*Problem*: Please reproduce everything from the line containing "Guideline: for every instance of the blurred snowy" down to the line containing "<point>456,186</point>", both ends included, with all text kept as it is. Scale every point coordinate in the answers by 2.45 and round it to a whole number, with halves rounded up.

-- Given records start --

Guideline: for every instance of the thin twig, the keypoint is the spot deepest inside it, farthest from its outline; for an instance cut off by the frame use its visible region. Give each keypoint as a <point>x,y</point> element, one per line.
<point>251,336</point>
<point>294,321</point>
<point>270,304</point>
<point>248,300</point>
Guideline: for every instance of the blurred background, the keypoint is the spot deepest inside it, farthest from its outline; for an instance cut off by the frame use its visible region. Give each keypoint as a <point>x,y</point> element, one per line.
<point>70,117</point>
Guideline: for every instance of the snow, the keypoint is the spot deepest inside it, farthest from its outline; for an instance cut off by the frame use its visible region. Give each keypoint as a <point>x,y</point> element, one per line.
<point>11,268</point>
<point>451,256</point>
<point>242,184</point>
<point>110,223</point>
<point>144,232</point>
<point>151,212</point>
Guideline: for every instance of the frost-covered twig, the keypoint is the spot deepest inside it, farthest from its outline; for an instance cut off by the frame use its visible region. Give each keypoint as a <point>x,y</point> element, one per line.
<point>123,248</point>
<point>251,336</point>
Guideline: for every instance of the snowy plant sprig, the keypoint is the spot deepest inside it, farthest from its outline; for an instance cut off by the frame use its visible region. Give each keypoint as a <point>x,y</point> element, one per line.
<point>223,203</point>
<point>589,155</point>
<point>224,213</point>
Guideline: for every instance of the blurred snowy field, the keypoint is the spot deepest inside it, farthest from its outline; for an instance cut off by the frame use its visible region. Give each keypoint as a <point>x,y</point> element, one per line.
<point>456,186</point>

-- Given records end --
-- Given records start --

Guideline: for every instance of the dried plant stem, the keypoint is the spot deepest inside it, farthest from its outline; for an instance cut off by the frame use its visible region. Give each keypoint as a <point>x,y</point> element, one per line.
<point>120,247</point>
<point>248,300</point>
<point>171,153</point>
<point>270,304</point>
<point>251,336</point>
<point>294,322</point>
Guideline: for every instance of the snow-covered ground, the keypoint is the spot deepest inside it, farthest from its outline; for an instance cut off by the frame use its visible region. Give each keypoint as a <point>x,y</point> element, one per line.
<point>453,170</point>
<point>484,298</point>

-- Given records end --
-- Given records start --

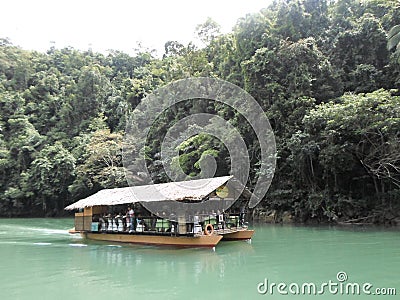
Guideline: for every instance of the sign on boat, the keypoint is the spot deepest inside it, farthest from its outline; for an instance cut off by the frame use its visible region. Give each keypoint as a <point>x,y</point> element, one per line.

-- Given records end --

*Full answer*:
Guideline: for every instance of the blurred snowy field, the keypoint is the spot deepest inside it, farthest from its outline; for an instance cut off by the frame use its visible region. Give each keypoint as a <point>x,y</point> element, one per line.
<point>1117,456</point>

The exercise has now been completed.